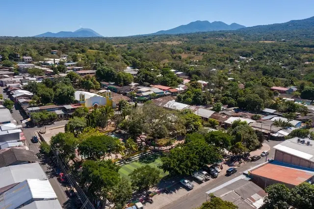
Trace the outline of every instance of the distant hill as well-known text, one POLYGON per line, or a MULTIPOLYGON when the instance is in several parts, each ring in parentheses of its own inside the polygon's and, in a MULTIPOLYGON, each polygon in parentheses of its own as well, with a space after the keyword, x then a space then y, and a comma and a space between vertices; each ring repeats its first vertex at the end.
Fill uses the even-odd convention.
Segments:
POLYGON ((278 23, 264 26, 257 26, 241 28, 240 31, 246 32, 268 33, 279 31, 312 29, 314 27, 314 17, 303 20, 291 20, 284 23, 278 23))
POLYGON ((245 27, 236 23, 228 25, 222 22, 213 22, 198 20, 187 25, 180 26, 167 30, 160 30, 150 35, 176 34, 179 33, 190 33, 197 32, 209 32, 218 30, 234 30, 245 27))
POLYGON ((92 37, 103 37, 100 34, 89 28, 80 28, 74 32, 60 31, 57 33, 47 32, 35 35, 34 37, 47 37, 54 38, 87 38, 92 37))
————————
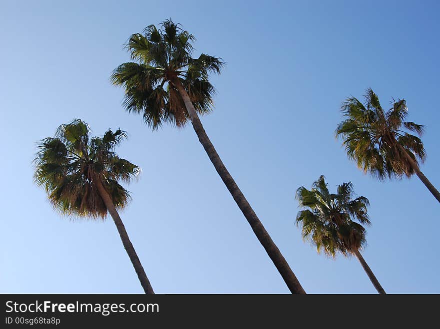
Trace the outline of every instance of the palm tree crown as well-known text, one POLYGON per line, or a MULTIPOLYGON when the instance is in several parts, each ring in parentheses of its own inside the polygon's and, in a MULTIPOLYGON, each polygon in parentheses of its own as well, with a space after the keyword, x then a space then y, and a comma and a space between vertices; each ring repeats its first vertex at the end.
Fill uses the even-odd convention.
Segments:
————————
AIM OF THE TASK: Recast the lines from the one containing "Trace the outline of every instance of the distant" up to and including the one containing "POLYGON ((92 37, 103" as a two-column CSV with the headers instruction and answer, giving one row per instruction and putting each value in a single quoted field with its line breaks replaced by spaces. Include nothing outside those lines.

CORRECT OUTPUT:
instruction,answer
"Trace the outline of every instance of the distant hill as well-known text, one POLYGON per line, or a MULTIPOLYGON when the instance is in several parts, each ring in parentheses of its own inside the polygon's and, in a MULTIPOLYGON, each polygon in parentheses of its own as well, with a space after the keyword, x then a space then y, and a comma and a space between vertices; each ring repeats its first vertex at the end. Fill uses the even-odd convention. Segments:","POLYGON ((278 23, 264 26, 257 26, 241 28, 240 31, 246 32, 268 33, 279 31, 312 29, 314 27, 314 17, 303 20, 291 20, 284 23, 278 23)) POLYGON ((245 27, 236 23, 228 25, 222 22, 213 22, 198 20, 187 25, 180 26, 167 30, 160 30, 150 35, 176 34, 179 33, 190 33, 197 32, 209 32, 218 30, 234 30, 245 27)) POLYGON ((92 37, 103 37, 100 34, 89 28, 80 28, 74 32, 60 31, 57 33, 47 32, 35 35, 34 37, 47 37, 54 38, 87 38, 92 37))"